═════ Data records ═════

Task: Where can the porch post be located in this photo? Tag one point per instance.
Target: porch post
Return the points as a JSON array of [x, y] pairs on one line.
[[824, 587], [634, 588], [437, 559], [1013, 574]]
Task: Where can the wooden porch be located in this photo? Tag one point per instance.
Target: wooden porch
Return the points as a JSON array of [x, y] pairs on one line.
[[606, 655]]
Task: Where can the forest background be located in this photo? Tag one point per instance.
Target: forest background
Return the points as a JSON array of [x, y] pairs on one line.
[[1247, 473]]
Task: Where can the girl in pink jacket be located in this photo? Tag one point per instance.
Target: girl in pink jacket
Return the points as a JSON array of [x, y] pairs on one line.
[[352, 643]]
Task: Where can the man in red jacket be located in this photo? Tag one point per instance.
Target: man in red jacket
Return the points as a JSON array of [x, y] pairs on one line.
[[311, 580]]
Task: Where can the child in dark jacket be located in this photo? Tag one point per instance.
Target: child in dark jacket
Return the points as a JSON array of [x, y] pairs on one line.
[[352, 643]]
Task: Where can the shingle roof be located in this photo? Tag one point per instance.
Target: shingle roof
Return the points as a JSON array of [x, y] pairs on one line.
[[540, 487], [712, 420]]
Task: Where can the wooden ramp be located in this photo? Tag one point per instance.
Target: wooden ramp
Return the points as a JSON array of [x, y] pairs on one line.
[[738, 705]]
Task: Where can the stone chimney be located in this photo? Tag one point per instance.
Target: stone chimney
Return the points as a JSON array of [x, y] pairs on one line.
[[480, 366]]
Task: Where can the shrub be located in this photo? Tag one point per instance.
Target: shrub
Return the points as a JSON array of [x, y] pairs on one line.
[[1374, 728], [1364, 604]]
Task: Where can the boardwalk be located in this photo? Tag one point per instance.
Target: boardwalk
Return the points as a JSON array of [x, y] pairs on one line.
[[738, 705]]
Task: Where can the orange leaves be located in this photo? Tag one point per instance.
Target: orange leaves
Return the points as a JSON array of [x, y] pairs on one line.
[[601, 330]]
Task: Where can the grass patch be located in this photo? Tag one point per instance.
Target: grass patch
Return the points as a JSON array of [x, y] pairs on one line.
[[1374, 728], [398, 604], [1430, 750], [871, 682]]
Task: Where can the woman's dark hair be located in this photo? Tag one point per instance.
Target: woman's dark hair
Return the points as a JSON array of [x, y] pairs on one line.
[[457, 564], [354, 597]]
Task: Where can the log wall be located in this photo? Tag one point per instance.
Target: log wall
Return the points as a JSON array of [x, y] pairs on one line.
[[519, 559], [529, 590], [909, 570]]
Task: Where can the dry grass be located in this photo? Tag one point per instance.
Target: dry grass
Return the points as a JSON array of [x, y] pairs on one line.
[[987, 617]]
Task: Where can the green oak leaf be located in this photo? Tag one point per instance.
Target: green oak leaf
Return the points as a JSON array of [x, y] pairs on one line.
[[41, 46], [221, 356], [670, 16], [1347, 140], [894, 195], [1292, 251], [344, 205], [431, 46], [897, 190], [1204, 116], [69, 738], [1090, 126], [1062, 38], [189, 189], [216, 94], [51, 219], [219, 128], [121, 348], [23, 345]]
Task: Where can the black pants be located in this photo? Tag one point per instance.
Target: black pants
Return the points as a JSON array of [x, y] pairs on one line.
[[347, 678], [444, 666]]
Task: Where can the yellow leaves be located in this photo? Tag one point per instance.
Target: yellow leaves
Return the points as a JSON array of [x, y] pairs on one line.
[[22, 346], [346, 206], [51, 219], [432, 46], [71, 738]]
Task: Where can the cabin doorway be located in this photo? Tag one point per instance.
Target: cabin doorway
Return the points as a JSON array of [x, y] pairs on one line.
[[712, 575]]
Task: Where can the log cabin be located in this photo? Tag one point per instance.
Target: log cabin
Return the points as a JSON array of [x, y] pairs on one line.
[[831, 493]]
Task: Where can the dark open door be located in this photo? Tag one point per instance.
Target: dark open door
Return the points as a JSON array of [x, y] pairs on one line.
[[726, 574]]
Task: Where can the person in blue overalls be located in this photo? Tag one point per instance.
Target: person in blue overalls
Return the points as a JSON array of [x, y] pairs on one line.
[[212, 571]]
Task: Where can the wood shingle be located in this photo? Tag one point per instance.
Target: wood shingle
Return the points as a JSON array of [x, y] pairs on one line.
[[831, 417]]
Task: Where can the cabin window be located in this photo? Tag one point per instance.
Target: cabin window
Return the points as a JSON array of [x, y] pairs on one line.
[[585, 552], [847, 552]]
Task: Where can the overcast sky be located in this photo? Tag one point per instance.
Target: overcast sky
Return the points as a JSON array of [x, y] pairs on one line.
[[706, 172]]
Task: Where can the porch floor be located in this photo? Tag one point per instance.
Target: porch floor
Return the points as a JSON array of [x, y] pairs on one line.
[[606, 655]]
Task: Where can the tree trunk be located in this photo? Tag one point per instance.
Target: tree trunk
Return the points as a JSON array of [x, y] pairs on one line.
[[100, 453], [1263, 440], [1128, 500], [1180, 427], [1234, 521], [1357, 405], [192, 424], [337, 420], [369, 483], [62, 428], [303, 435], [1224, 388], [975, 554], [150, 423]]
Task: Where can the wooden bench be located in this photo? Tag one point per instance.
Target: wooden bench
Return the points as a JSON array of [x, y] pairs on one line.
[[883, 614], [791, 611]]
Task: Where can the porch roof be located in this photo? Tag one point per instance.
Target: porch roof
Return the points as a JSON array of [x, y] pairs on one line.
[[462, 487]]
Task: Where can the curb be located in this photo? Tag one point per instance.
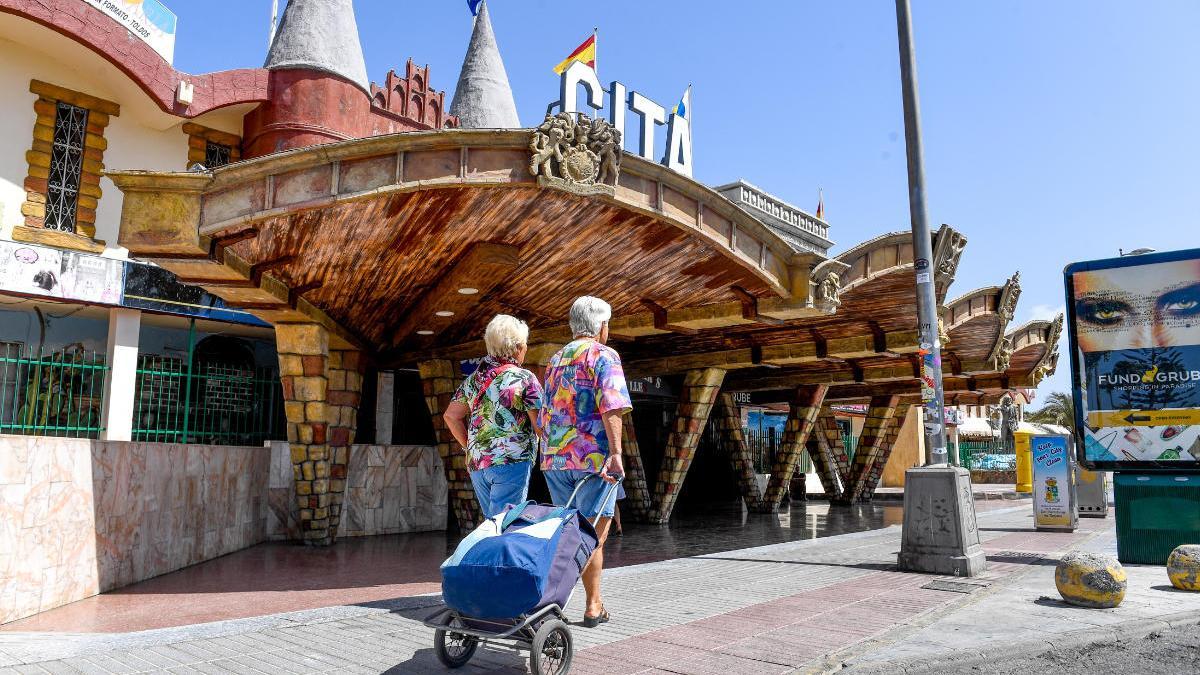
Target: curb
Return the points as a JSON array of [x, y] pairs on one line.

═════

• **Task to complete**: Revise every one of the records above, swapping "Tag one point per instance" for "Mark one point for each instance" wherever it appears and keeping all else unchanged. Leave the pictures out of your answer.

• **Response**:
Task: Where can the porch post be located in this photo? Mark one point for each instance.
Target: porch post
Return the points as a JSON array of [x, y] pairs on one line.
[[824, 587], [634, 588], [437, 559], [1013, 574]]
Task: Where can the wooden porch be located in this photo? Mark one point for each instance.
Target: wooden porch
Return the points as a JSON array of [x, y] pairs on one line.
[[606, 655]]
Task: Where can the forest background be located in this photo? Mark one point for each instance.
Target: forest background
Return the points as a JSON array of [x, y] pairs on one line.
[[1247, 473]]
Task: Where can the girl in pink jacket be located in this photo? Mark one point for each instance.
Target: girl in pink jacket
Return the points as a JSON array of [x, y] pairs on one line.
[[352, 643]]
Task: Where can the man in red jacket be located in this photo? Mark one point for each instance.
Target: man in red jacket
Return the points as a JSON array of [x, y] pairs on one line.
[[311, 580]]
Task: Where can the child in dark jacket be located in this photo? Mark one point for each instance.
Target: child in dark jacket
Return the points as a JSON array of [x, y] pairs on one line.
[[352, 643]]
Task: Where can the shingle roof be located in this photo? Mark one point for each instance.
Target: shingle roof
Return the points as a JSON array of [x, y] pairs on one line.
[[540, 487], [712, 420]]
Task: Where can the wooden ramp be located in this photo? Mark one point for each instance.
Target: wooden ramp
Return the points as a JSON array of [x, y] pairs on one line.
[[738, 705]]
Task: Where can the stone chimney be located in this photo? Mark one point for each instance.
Target: stone chimney
Return the points as a JSON array of [x, y] pairs on one line.
[[480, 366]]
Task: Where can the shrub be located in this photo? Mark one point for each instance.
Target: shrub
Return the points as a JSON array of [x, y] pairs on one line.
[[1374, 728], [1364, 604]]
Task: Where can the boardwalk be located in this photo? Mark one point for each instance.
Target: boardwalk
Return the points as a JSON array of [x, y] pairs on one line.
[[738, 705]]
Task: Where can the orange leaves be located in this photo? Mark one point for each instance.
Target: orange leaves
Return the points as a JSON array of [x, y] pairs on one line.
[[601, 330]]
Task: Where can the grass patch be located in this photo? Mark one point for each instance.
Target: grass patch
Return the points as a JSON array of [x, y] pairs on one line.
[[1374, 728], [398, 604], [1430, 750], [871, 682]]
Task: Where can the woman's dark hair be located in this photo? Mark one point for each instance.
Target: woman's dark hair
Return the points as a JSON array of [x, y] pairs on one line.
[[457, 564], [354, 597]]
Task: Where can the log wall be located in this photo? Mark one point for each instance.
Target: log wall
Return the points as a JSON array of [x, y] pairs on one line.
[[519, 559], [529, 590], [909, 570]]
Task: Where can the dry grass be located in this photo? Mark one point for each instance.
Target: dry grass
Return the points as a JSON array of [x, y] pairs on one line.
[[987, 617]]
Task: Where can the green oak leaf be located in this photo? Mark one point for each instance.
Target: green oak leaf
Return the points as a JSON array of [x, y] pairs on one line.
[[41, 46], [221, 356], [670, 16], [1347, 140], [894, 195], [1292, 251], [344, 205], [431, 46], [897, 190], [1204, 116], [69, 738], [1090, 126], [1062, 38], [189, 189], [216, 94], [51, 219], [219, 128], [121, 348], [23, 345]]
Task: Where can the black pants be located in this photo? Mark one point for each instance.
Target: black pants
Return the points as a JSON array of [x, y] pairs on one line.
[[347, 678], [444, 666]]
Task: Where can the yellow leaves be located in this photo? Mark one point for each instance.
Target: yellow leaves
Return the points as a JSON array of [x, y] pairs on one line.
[[22, 346], [346, 206], [51, 219], [432, 46], [71, 738]]
Task: Where can the cabin doorway be located in this photo? Mark one point for each instance.
Target: cabin doorway
Return the points as a JSON array of [x, y] pairs on one line.
[[712, 575]]
Task: Where can the log cabin be located in this photo? Mark one point for each instance.
Target: log cabin
Return the points as a JSON array of [x, y] pairs on one line.
[[831, 493]]
Task: Where can the dark open door be located in this photo? Mark one point for each instance.
Target: dark open door
Return the points as a JSON array of [x, y] pairs on one line.
[[726, 574]]
Task: Where can the person in blue overalls be located in this photo? Mark one point for each instance.
Target: person in blue overalls
Return the points as a JSON array of [x, y] pairs on one line.
[[212, 571]]
Task: Where can the wood shingle be located in this photo? Mark one point for each instance.
Target: wood shingle
Return the points as a JSON array of [x, y] pairs on one line.
[[831, 417]]
Task: Where can the cabin window be located in this photo? Mark one point for each instance.
Target: cabin window
Return the points as a JSON array of [x, y] pairs on one line.
[[585, 552], [847, 552]]
Task: Where can the overcast sky be located in this photo? Mark one point for each instance.
Target: overcast sky
Return the points as a JSON array of [x, y] pairs on one line.
[[706, 172]]
Task: Where can the porch floor be located in this photo? Mark one point for each instance.
Target: porch floor
Return the points as a JSON array of [x, y] pairs on one line.
[[606, 655]]
Task: Where can the tree trunk be located in this photo? Mark one point for each instance.
Target: tree trunk
Return the points as a JSON array of [x, y] pairs on one line.
[[100, 453], [1263, 440], [1128, 500], [1180, 427], [1234, 521], [1357, 405], [192, 424], [337, 420], [369, 483], [62, 428], [303, 435], [1224, 388], [975, 554], [150, 423]]
Task: Where can the wooden bench be located in this photo? Mark one point for each instance.
Target: wooden bench
Return the points as a JSON array of [x, y] pairs on one line.
[[883, 614], [791, 611]]
Task: Where can the porch roof be located in this photo? Mark one point for each instance.
Target: porch roof
Return the points as a JSON array of [x, y] pairs on one line.
[[462, 487]]
Task: Where can the curb be located in this photo? Mark one point for each instance.
Target: curb
Return the points as a JSON array of [x, y] pairs on one line.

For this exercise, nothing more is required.